Next, the court found the project’s installment of lighting would not have a significant environmental effect. The court expressly noted that testimony of individual community members regarding the aesthetic or lighting effects of the project could not constitute substantial evidence showing a significant effect because CEQA is concerned with how a project will affect the environment in general, not how it will affect particular persons.  The court also agreed with the initial study’s conclusion that the vertical illuminance caused by the four new 90- or 100-foot light standards would not significantly impact nearby residences because of the lighting’s limited hours of operation, the limited number of evening events, landscaping features, and the small number (seven or less) of affected residences.

The court then dismissed Taxpayers’ argument that the project would have a significant impact on historical resources. The court found the record did not contain substantial evidence that any historical resources existed near Hoover High, nor any evidence showing that any potential historical resources may be substantially affected by the project.

Finally, the court addressed issues regarding traffic and parking impacts. As a preliminary matter, the court noted that the lack of a reasonable estimate of expected attendance at future events could make the district’s assessment of traffic and parking impacts inadequate. The court disapproved of the district’s choice to base projected attendance at future Hoover High evening football games on the average attendance of games at five other high schools in the district. The court found that the district should have calculated and considered the actual attendance at past Hoover High afternoon football games as a baseline figure for estimations of attendance at future evening games. Because the district did not have sufficient information about the estimated attendance, the court determined it could not have properly reached a conclusion about the potential significance of the project’s impacts on parking and traffic.

◆ **What you need to do**
According to the court summary, on what did the district base its projected attendance at future Hoover High evening football games?

◆ **Pointing records**
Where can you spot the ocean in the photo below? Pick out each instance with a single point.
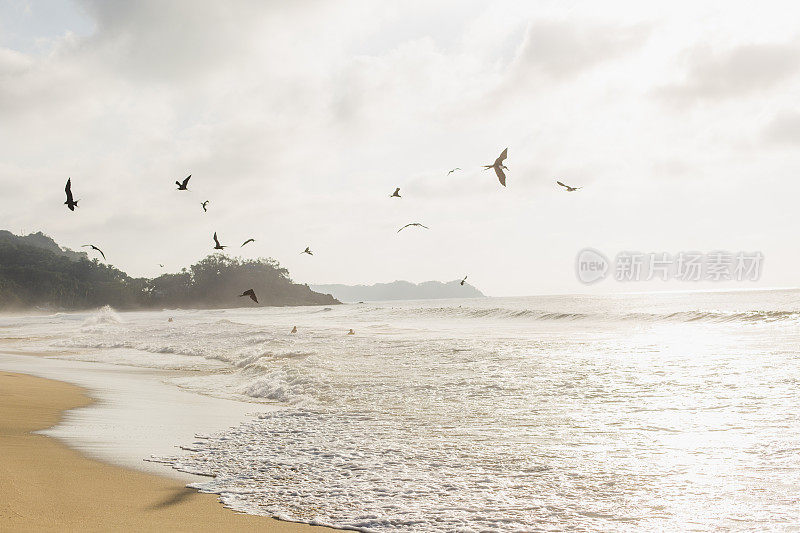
(635, 412)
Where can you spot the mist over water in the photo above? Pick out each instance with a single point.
(629, 412)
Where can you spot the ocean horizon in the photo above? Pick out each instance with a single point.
(645, 412)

◆ **Full solution**
The average attendance of games at five other high schools in the district.